**Materials provided**
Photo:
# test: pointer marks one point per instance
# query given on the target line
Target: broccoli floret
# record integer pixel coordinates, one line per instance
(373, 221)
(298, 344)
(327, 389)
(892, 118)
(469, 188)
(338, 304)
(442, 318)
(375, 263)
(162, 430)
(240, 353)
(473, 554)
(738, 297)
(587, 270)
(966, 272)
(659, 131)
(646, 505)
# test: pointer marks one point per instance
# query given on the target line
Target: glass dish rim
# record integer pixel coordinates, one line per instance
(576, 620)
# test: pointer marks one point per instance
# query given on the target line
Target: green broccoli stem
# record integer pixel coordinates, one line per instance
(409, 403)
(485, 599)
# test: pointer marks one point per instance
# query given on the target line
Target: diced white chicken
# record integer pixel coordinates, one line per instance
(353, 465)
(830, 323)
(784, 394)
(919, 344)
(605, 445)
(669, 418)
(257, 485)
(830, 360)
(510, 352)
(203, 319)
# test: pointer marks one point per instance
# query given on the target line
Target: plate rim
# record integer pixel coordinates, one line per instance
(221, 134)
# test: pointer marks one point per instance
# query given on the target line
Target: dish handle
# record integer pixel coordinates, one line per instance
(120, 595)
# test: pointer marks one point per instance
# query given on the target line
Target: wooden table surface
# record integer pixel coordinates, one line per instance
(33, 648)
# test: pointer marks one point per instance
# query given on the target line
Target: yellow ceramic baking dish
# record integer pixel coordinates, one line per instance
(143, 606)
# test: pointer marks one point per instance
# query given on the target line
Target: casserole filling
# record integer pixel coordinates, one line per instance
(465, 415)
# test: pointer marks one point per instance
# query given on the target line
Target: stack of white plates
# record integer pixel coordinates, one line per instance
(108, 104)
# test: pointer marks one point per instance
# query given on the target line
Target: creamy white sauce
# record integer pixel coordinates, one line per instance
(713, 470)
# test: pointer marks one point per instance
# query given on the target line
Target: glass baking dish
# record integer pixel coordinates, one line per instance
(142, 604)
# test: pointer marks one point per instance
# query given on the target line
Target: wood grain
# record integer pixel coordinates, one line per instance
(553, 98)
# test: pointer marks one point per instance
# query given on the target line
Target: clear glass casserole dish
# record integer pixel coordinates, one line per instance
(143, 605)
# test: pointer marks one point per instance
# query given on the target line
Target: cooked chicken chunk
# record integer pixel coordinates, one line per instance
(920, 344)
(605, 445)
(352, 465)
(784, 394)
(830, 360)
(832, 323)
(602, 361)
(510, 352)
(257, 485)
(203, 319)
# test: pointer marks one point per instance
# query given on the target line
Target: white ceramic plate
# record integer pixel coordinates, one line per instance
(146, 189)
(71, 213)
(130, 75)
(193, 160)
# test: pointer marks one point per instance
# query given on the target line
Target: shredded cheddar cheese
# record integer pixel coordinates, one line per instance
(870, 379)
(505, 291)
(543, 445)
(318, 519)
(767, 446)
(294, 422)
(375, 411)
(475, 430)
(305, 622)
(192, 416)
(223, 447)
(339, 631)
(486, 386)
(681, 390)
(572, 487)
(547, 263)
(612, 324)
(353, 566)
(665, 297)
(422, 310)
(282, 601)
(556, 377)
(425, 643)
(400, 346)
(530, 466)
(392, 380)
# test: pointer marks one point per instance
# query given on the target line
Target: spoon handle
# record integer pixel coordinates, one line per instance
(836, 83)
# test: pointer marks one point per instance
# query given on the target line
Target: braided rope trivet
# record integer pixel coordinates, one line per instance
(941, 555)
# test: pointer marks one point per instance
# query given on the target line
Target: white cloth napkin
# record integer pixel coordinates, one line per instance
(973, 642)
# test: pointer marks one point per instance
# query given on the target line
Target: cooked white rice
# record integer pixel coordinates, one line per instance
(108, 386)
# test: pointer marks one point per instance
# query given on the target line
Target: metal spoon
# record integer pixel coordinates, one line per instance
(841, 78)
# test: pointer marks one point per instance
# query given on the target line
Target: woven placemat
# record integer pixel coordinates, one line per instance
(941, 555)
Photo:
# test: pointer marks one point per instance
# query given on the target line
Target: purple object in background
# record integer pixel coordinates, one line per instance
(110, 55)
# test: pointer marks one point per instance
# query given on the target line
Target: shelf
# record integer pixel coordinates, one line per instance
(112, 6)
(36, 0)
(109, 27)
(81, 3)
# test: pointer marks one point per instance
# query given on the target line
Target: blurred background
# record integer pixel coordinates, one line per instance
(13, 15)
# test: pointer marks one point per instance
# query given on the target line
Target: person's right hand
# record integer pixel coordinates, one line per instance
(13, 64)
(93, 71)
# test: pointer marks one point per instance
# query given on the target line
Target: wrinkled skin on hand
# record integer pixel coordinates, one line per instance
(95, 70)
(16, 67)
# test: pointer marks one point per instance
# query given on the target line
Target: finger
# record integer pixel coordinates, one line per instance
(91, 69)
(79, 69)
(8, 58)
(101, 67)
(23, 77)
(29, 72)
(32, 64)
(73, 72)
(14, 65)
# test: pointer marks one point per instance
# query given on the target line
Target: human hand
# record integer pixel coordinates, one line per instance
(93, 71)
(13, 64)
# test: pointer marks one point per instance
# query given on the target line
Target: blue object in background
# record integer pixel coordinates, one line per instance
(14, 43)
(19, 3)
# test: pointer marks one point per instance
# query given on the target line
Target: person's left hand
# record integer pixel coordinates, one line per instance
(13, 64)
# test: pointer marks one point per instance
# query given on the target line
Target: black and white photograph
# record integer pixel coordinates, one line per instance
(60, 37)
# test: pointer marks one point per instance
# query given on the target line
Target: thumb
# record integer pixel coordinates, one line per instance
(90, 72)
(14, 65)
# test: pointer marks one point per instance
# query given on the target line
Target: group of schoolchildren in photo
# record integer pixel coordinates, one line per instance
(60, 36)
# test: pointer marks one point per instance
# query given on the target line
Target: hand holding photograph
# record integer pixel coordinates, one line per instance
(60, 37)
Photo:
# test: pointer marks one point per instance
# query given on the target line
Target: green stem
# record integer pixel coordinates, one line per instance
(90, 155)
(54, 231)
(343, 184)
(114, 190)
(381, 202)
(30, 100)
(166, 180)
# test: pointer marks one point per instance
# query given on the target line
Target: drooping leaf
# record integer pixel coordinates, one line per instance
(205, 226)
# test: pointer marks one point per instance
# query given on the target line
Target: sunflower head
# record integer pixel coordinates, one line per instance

**Task directions**
Type out the whole listing above again, exactly as it stands.

**Solved problem**
Photo:
# test: pointer marks one point per instance
# query given on the target line
Target: broccoli floret
# record integer pixel coordinates, one line per instance
(373, 221)
(298, 344)
(327, 389)
(892, 118)
(469, 188)
(338, 304)
(442, 318)
(375, 263)
(162, 430)
(240, 353)
(473, 554)
(738, 297)
(587, 270)
(966, 272)
(659, 131)
(646, 505)
# test: pointer marks one point per instance
# query given on the target line
Target: glass dish rim
# record integer pixel coordinates, one line per instance
(576, 620)
# test: pointer marks one point per instance
# query given on the target line
Target: green broccoli stem
# record integer pixel coordinates, one line per instance
(409, 403)
(485, 599)
# test: pointer marks one point per instance
# query given on the target line
Target: diced white chicken
# record integer pixel coordinates, one line per instance
(353, 465)
(830, 323)
(784, 394)
(919, 344)
(605, 445)
(669, 418)
(257, 485)
(830, 360)
(510, 352)
(203, 319)
# test: pointer marks one point per instance
# query given on the target line
Target: plate rim
# record integer pixel coordinates, one line per instance
(221, 134)
# test: pointer marks one point per instance
# query given on the target line
Target: dish handle
# record integer pixel coordinates, one line per instance
(120, 595)
# test: pointer marks one point per instance
# query given on the target line
Target: wooden table surface
# record integer pixel coordinates, one line per instance
(33, 648)
# test: pointer marks one point per instance
# query given on the target line
Target: yellow ceramic baking dish
# record integer pixel coordinates, one line per instance
(143, 606)
# test: pointer marks one point per instance
# query given on the target line
Target: casserole filling
# record integer pixel coordinates, one line per instance
(465, 415)
# test: pointer marks one point per instance
# query given on the target line
Target: stack of white plates
# record integer pixel coordinates, one line per instance
(108, 104)
# test: pointer marks one point per instance
# query given on the target line
Target: creamy white sauce
# record integer pixel coordinates, one line per instance
(713, 470)
# test: pointer marks one point per instance
# query given on the target line
Target: glass baking dish
# record integer pixel coordinates, one line per instance
(142, 604)
# test: pointer marks one point per instance
# query given on the target line
Target: wood grain
# record integer pixel coordinates, one line per instance
(553, 98)
# test: pointer marks one point per instance
# query given on the target line
Target: clear glass casserole dish
# record integer pixel coordinates, one line per instance
(143, 605)
# test: pointer marks one point per instance
# query given on the target line
Target: cooked chicken chunk
# record integer pixel coordinates, one line per instance
(920, 344)
(605, 445)
(352, 465)
(784, 394)
(830, 360)
(832, 323)
(602, 361)
(510, 352)
(257, 485)
(203, 319)
# test: pointer marks one point per instance
# query given on the target line
Target: white ceramic plate
# record integer pixel coordinates, one line per instance
(146, 189)
(71, 213)
(130, 75)
(193, 160)
# test: pointer marks one point per instance
# query given on the target line
Target: shredded cheddar cheese
# record integer pixel coordinates, one line per instance
(870, 379)
(505, 291)
(543, 445)
(318, 519)
(767, 446)
(294, 422)
(375, 411)
(475, 430)
(305, 622)
(192, 416)
(223, 447)
(339, 631)
(486, 386)
(681, 390)
(572, 487)
(547, 263)
(612, 324)
(353, 566)
(665, 297)
(422, 310)
(282, 601)
(556, 377)
(425, 643)
(400, 346)
(530, 466)
(392, 380)
# test: pointer marks one point per instance
# query given on the target line
Target: spoon handle
# record integer pixel coordinates, one line per instance
(836, 83)
# test: pointer marks one point per instance
# query given on the target line
Target: braided rope trivet
# record integer pixel coordinates, one line per instance
(941, 555)
# test: pointer marks one point per instance
# query given on the target line
Target: white cloth napkin
# record integer pixel coordinates, one line per instance
(973, 642)
# test: pointer marks one point per instance
# query given on the target line
Target: cooked white rice
# record integer pixel coordinates, one line per instance
(108, 386)
# test: pointer marks one point per instance
# query given on the target line
Target: metal spoon
# record integer pixel coordinates, one line per instance
(841, 78)
# test: pointer marks one point per instance
# query given on the target line
Target: woven placemat
# record integer pixel coordinates, one line per instance
(941, 555)
Photo:
# test: pointer marks one point per instance
# query given on the target line
Target: purple object in background
# record integer pixel coordinates, one line per instance
(110, 55)
# test: pointer marks one point per instance
# query given on the target line
Target: shelf
# record integer pixel coordinates, one line per instance
(112, 6)
(36, 0)
(109, 27)
(81, 3)
# test: pointer marks one point per instance
# query given on the target line
Target: blurred background
# record integer pixel coordinates, one line per instance
(13, 15)
# test: pointer marks one point per instance
# query given on the target line
Target: person's right hand
# record integer pixel coordinates, one line per instance
(13, 64)
(93, 71)
# test: pointer marks one point per instance
# query given on the target line
Target: wrinkled skin on hand
# record integer pixel coordinates, one line per instance
(95, 70)
(16, 67)
# test: pointer marks one point per instance
# query given on the target line
Target: finger
# record integer pixel coordinates, one line per instance
(91, 69)
(79, 69)
(8, 58)
(101, 67)
(23, 77)
(29, 72)
(32, 64)
(73, 72)
(14, 65)
# test: pointer marks one point per instance
# query given on the target line
Target: human hand
# record integer pixel coordinates, one line per instance
(93, 71)
(13, 64)
# test: pointer marks one point per instance
# query given on the target line
Target: blue object in background
# record integer pixel coordinates, one line per instance
(14, 43)
(19, 3)
# test: pointer marks one point per instance
# query given on the target line
Target: person's left hand
# record integer pixel coordinates, one line per instance
(13, 64)
# test: pointer marks one point per instance
# query given on the target line
Target: black and white photograph
# record integer pixel coordinates, one line per instance
(60, 37)
# test: pointer marks one point per instance
# query given on the target line
Target: thumb
# record integer pixel coordinates, one line per instance
(90, 72)
(14, 65)
# test: pointer marks one point per instance
# query given on the target line
Target: group of schoolchildren in photo
# record integer pixel coordinates, one line per instance
(60, 36)
# test: pointer marks one point per instance
# query given on the target line
Target: hand holding photograph
# record integer pixel coordinates, one line per instance
(60, 37)
Photo:
# test: pointer marks one point per instance
# query given on the target line
Target: green stem
# record integer pixel coordinates, one line per instance
(90, 155)
(54, 231)
(343, 184)
(114, 190)
(381, 202)
(30, 100)
(166, 180)
# test: pointer marks one point per instance
# query given on the target line
Target: drooping leaf
# record integer pixel coordinates, one line per instance
(205, 226)
# test: pointer marks one point per instance
# query given on the target line
Target: sunflower head
# record integer pixel coordinates, one line per instance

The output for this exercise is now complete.